▶ _WORK ITEM_:
Check every line of the material below, and show those that contain "window".

▶ _THE RECORDS_:
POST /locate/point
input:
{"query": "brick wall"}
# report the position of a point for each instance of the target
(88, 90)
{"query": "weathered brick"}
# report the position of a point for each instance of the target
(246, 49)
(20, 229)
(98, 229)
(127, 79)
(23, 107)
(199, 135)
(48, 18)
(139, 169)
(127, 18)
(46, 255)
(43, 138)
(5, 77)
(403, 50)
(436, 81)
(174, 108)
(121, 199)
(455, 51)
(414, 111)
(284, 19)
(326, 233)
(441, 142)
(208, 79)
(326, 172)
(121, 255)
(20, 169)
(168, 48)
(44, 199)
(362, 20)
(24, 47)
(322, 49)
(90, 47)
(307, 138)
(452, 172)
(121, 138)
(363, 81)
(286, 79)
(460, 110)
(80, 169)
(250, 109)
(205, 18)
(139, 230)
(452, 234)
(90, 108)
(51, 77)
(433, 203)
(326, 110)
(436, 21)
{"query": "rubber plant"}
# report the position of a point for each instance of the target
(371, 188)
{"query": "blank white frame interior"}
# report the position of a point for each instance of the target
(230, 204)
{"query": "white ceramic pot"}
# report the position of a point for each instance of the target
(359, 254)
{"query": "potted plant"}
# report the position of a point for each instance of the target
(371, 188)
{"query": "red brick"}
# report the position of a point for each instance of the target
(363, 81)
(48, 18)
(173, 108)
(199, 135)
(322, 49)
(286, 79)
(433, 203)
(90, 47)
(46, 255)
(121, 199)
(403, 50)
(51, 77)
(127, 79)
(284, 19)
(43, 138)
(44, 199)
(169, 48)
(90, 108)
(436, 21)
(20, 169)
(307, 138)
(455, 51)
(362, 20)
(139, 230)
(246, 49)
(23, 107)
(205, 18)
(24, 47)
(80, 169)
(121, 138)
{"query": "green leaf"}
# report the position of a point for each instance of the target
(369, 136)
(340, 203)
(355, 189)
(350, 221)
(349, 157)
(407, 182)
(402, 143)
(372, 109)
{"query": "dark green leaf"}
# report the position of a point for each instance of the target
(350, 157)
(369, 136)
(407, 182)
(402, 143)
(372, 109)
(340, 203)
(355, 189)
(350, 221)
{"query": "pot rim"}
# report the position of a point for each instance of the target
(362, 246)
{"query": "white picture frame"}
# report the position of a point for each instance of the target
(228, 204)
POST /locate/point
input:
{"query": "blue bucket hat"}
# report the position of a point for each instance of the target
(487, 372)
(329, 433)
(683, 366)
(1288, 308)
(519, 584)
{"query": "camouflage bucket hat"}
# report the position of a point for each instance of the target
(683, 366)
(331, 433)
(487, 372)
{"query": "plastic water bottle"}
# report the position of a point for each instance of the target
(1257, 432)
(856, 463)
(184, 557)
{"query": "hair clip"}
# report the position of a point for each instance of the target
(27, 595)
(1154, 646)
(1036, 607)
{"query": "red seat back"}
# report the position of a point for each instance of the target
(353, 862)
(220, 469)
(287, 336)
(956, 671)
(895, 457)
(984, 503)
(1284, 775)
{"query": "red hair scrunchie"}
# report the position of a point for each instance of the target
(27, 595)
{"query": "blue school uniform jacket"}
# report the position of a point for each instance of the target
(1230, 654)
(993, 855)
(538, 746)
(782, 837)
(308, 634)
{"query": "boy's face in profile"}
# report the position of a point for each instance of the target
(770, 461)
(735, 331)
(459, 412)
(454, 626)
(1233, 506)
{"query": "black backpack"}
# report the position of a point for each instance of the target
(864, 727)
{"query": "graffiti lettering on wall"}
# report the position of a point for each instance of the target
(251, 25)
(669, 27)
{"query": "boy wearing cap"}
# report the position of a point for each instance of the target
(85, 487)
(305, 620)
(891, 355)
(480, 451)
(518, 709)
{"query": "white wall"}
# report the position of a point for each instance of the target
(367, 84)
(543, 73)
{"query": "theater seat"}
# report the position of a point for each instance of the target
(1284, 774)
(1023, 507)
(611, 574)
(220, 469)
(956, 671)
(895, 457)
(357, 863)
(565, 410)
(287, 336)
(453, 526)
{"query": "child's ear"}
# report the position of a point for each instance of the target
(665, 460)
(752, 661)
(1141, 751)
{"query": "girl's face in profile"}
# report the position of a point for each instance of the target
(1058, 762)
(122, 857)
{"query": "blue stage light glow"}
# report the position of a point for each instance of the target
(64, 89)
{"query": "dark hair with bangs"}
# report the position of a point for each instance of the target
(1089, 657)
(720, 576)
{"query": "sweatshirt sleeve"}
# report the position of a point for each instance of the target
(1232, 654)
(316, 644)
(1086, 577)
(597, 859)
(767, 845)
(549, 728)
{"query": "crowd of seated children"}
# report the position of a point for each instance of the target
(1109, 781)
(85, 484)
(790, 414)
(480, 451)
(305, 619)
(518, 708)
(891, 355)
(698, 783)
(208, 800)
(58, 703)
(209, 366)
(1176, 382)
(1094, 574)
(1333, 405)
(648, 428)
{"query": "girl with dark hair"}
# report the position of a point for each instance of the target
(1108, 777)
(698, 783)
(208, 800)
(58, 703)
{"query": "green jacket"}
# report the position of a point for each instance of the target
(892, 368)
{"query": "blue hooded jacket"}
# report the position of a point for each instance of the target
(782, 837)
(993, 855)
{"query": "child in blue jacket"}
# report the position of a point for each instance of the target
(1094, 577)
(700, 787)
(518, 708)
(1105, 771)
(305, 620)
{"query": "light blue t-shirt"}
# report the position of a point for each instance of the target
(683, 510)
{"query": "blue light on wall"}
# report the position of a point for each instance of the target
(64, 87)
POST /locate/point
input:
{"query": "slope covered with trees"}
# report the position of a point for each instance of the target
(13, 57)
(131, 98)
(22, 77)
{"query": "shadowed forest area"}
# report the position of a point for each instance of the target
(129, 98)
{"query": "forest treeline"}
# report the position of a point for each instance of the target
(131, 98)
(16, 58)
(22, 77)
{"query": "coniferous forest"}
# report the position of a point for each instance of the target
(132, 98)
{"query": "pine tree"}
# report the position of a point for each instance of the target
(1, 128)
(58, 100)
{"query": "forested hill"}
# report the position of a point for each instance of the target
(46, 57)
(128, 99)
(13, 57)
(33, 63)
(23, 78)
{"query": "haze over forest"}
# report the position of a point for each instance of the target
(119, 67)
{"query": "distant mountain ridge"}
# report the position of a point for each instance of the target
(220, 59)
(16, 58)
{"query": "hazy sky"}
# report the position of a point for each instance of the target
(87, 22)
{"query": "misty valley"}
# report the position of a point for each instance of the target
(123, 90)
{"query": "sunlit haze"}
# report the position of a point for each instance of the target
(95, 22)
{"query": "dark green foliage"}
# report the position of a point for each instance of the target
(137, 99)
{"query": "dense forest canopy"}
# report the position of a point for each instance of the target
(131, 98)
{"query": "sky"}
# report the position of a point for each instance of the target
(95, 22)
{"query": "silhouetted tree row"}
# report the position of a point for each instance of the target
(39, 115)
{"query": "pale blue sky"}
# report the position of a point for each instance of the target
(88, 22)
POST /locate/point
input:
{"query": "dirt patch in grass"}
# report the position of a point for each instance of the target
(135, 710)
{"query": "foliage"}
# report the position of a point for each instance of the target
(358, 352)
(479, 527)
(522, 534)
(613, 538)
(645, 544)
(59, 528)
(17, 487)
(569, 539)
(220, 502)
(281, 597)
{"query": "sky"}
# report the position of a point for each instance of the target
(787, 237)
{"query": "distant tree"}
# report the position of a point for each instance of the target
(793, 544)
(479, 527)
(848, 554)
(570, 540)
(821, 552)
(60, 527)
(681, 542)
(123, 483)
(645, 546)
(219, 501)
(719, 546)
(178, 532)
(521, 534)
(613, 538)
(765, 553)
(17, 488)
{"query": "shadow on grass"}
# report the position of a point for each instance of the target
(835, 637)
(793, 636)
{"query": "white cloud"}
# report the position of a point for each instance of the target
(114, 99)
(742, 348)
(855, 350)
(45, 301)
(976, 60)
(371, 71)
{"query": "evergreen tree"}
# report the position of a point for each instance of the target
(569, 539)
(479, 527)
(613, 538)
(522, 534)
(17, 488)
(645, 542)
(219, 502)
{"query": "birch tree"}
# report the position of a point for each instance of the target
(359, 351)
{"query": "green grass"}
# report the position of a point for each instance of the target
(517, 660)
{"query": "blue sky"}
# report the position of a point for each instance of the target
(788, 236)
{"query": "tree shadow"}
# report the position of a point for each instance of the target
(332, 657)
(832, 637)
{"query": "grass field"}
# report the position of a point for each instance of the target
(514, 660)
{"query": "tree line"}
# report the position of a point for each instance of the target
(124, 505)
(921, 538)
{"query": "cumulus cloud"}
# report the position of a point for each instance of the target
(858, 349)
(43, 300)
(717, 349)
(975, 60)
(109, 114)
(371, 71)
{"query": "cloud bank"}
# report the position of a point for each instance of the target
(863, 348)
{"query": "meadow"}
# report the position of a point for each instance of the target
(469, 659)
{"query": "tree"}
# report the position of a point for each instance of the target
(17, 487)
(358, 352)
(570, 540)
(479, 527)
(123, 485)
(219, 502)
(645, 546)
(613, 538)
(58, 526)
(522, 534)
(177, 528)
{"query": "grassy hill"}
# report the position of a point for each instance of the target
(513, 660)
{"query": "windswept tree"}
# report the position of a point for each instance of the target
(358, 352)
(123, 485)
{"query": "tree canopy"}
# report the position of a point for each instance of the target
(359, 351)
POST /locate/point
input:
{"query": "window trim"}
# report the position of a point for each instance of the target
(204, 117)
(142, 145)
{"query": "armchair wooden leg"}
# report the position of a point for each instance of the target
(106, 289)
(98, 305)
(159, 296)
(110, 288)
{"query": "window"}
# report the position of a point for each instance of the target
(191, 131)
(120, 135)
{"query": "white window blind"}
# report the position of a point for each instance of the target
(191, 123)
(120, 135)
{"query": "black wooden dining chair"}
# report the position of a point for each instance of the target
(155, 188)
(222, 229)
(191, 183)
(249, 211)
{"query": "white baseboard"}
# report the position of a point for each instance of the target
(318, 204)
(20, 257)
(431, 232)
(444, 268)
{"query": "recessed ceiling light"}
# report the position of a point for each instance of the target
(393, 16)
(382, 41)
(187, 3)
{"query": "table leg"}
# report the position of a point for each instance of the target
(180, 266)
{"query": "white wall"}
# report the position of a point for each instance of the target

▶ _TASK OUTPUT_:
{"query": "window trim"}
{"query": "window"}
{"query": "white window blind"}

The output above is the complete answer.